◆ Task prompt
For the entries that follow, restate word for word the line containing "Locate the side", the line containing "Locate the asphalt", and every line that lies between them.

[Natural-language object grounding data]
= Beginning of Section =

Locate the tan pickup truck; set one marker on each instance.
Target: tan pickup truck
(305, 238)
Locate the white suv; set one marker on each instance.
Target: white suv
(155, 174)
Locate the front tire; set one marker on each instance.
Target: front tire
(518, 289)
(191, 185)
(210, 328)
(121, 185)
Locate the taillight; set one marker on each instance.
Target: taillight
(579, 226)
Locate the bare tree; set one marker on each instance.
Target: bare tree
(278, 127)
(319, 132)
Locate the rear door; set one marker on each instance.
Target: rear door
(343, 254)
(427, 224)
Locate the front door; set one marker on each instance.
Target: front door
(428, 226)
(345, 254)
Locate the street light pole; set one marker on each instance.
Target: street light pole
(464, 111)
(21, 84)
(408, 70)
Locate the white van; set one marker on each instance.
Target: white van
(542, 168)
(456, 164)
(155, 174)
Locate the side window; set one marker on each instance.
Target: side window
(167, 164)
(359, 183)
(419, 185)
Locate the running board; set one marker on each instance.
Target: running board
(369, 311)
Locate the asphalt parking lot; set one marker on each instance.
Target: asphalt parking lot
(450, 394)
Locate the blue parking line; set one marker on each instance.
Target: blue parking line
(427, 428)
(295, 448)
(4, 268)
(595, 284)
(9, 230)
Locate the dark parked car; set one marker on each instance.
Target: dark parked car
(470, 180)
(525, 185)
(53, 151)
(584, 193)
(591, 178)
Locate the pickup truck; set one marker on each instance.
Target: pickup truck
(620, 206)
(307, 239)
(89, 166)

= End of Section =
= Beginning of Section =

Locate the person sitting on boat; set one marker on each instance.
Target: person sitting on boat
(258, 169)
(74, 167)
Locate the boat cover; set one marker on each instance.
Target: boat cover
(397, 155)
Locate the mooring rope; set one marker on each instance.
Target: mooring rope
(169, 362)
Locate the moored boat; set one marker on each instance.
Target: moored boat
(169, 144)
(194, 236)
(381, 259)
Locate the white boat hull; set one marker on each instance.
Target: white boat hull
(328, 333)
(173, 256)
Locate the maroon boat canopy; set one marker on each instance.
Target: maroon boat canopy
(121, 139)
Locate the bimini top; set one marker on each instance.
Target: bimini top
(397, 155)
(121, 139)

= End of Section =

◆ Finished task
Locate the side window; set one marker on each instance.
Target: side window
(167, 164)
(359, 183)
(419, 185)
Locate the running board; set one marker on each instance.
Target: running board
(369, 311)
Locate the asphalt parking lot; set one marker on each instance.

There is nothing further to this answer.